Your task is to return all of the records exactly, minus any images.

====== Study material ======

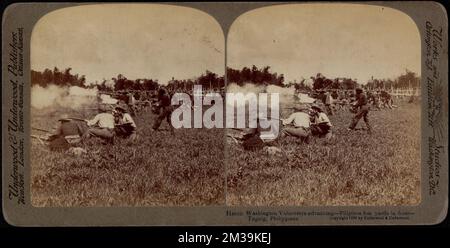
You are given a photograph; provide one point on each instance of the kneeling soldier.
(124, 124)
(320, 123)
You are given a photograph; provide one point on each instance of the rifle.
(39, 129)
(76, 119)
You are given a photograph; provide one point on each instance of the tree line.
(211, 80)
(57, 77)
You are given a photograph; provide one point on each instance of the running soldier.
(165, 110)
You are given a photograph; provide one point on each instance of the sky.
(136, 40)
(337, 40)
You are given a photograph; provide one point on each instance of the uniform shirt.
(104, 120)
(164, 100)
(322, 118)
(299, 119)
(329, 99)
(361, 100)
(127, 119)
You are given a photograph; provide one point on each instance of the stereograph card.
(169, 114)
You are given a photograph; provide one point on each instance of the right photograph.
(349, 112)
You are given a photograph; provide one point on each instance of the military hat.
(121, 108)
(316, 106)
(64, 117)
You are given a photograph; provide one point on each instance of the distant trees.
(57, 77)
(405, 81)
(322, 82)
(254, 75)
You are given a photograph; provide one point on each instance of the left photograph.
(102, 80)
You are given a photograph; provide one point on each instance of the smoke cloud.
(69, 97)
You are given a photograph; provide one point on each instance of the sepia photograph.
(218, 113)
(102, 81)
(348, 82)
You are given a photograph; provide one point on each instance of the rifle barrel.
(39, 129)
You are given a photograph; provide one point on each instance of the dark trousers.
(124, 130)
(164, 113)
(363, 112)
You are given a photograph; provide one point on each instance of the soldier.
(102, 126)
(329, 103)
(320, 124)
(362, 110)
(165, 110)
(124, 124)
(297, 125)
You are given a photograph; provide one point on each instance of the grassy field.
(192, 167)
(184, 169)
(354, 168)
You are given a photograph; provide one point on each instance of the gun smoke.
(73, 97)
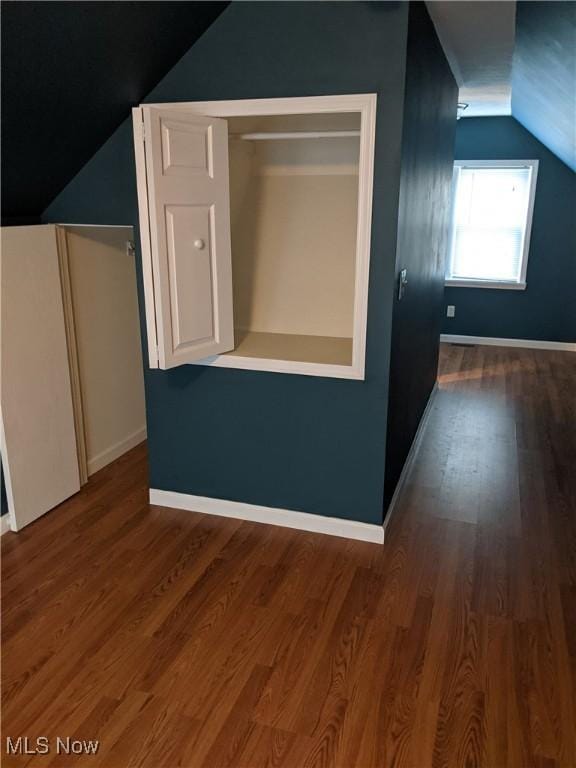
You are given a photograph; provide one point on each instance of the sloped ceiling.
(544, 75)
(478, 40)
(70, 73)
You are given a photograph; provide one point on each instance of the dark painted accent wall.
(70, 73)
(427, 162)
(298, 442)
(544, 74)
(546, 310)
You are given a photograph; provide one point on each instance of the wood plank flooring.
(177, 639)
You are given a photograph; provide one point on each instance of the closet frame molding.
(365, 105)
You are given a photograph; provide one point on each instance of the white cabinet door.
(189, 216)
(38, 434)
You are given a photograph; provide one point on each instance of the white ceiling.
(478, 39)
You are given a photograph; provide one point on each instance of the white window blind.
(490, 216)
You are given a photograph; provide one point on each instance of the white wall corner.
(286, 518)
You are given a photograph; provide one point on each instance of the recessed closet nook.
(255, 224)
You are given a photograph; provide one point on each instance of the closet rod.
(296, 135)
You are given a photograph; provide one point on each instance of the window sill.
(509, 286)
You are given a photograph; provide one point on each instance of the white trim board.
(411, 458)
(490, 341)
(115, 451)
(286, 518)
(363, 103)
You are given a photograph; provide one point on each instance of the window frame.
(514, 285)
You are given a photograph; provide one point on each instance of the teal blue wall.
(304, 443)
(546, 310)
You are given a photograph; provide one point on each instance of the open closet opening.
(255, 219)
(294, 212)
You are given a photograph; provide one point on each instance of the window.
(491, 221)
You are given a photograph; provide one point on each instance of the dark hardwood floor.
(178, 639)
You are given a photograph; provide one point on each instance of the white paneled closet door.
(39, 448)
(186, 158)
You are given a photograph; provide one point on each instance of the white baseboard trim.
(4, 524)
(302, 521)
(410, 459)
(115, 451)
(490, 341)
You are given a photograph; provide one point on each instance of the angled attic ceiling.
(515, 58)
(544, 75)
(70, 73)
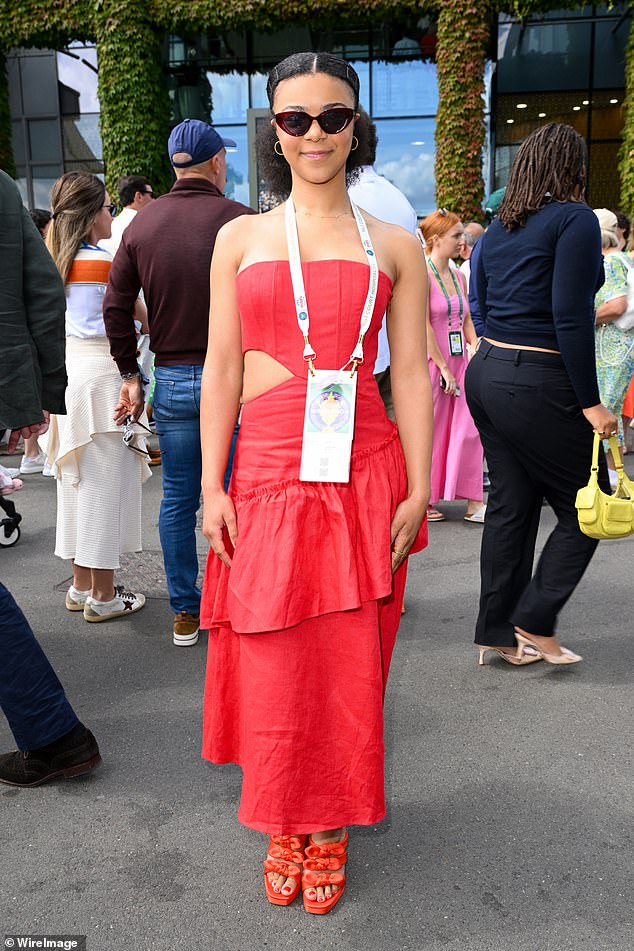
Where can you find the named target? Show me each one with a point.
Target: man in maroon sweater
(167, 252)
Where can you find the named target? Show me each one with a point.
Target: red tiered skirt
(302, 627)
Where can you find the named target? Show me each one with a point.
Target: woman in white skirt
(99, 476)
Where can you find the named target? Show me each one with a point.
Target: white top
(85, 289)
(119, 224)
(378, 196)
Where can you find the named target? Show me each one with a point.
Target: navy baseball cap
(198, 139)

======

Result for this exercise:
You are given a photograph; provide one point on each instance of the kneeling soldier.
(124, 124)
(320, 123)
You are given a photograph; provide one point on each instance of the rifle.
(39, 129)
(76, 119)
You are given a photograph; provide one point on each instance of the tree line.
(211, 80)
(57, 77)
You are given a photograph; provide one point on each instance of the running soldier.
(165, 110)
You are given a photograph; provide one point on each instance of the sky.
(136, 40)
(337, 40)
You are given a photograph; provide one point on each instance of the uniform shirt.
(104, 120)
(164, 100)
(322, 118)
(299, 119)
(329, 99)
(361, 100)
(127, 119)
You are given a photograph; provide one point on each instance of the stereograph card.
(169, 114)
You are given a photograph; provide one point on each instance of the right photograph.
(349, 112)
You are given a photograph; provide one point on each instance of the military hat.
(121, 108)
(316, 106)
(64, 117)
You are given a photograph; provide one point on each instance of the distant trees.
(57, 77)
(405, 81)
(322, 82)
(254, 75)
You are given a photograph; provide one point on each instance of the left photograph.
(102, 80)
You are given a photograph; provide one point on each instance of the smoke cloud.
(69, 97)
You are given a photograph; provide one point on each instance of the sepia photograph.
(218, 113)
(102, 81)
(348, 82)
You are given a photograph; provide one point on each instance of the rifle barrel.
(39, 129)
You are given a photograph; provide one point on each instance of the dark trousers.
(124, 130)
(164, 113)
(363, 112)
You are given a photograph; provide one point on each instance of the soldier.
(102, 126)
(329, 103)
(320, 124)
(362, 110)
(165, 110)
(124, 124)
(297, 125)
You are given a photograph; provide one point on each instance of the grassy field.
(192, 167)
(184, 169)
(354, 168)
You are given a photograph; provide one point on each instance of the gun smoke.
(73, 97)
You are given a photograph; provide one point on each instance of the sloped ceiling.
(544, 75)
(478, 40)
(70, 73)
You are given a photograph; provide one point on each instance of the dark painted accent wall.
(70, 73)
(427, 162)
(298, 442)
(544, 74)
(546, 310)
You are given a photograph; provide one point on each instance of the wood plank flooring.
(177, 639)
You are given a photograph; provide one point on each instance of the closet frame molding.
(365, 105)
You are given a photograph; provide one point on each instance of the white cabinet door.
(189, 216)
(38, 434)
You are given a photograph; provide one point on each instance of the white ceiling.
(478, 39)
You are given a photograph; provide one point on each instance of the white window blind.
(490, 216)
You are given a photograph; provide one point on each instance of the white wall corner.
(286, 518)
You are given a photograph; provide one point on each instance of the recessed closet nook.
(255, 224)
You are given a photograph; provide one point on each instance of the closet rod.
(296, 135)
You are given a photograph; provide one point on each instance of the window sill.
(509, 286)
You are given a photograph; provide one point on each instance of the white trim board.
(411, 458)
(490, 341)
(115, 451)
(286, 518)
(363, 103)
You are given a photograph; provide one point on each instance of the window frame.
(514, 285)
You are given a photograph; provide one point on each instance of the teal blue wall.
(304, 443)
(546, 310)
You are given a photograph; provide one point on each instance of the open closet opening.
(255, 219)
(294, 212)
You are given a photograph; provide one point on each instance of the window.
(491, 221)
You are given a photograph; provide one point on each instance of the dark hardwood floor.
(178, 639)
You are given a photograph; provide one point on each instance of the white paneled closet door.
(39, 448)
(186, 158)
You are given a photograph; provide one point on each instance of the white baseboard trim.
(4, 524)
(302, 521)
(410, 459)
(115, 451)
(490, 341)
You are given a photograph; provide one point on each instance of the angled attic ceiling.
(515, 58)
(544, 75)
(70, 73)
Where can you find the named target? Show me each one with a point.
Target: man in maroon sweater
(167, 252)
Where can you find the named target? Show me each one with a point.
Target: red tiered skirt
(302, 627)
Where can you find the named target? Show me each one with a point.
Target: woman in white skirt
(99, 476)
Where can you find the named target? Show me each one with a point.
Target: white top
(85, 289)
(119, 224)
(378, 196)
Where can you find the named target? Show me each one with a point.
Target: navy baseball cap
(198, 139)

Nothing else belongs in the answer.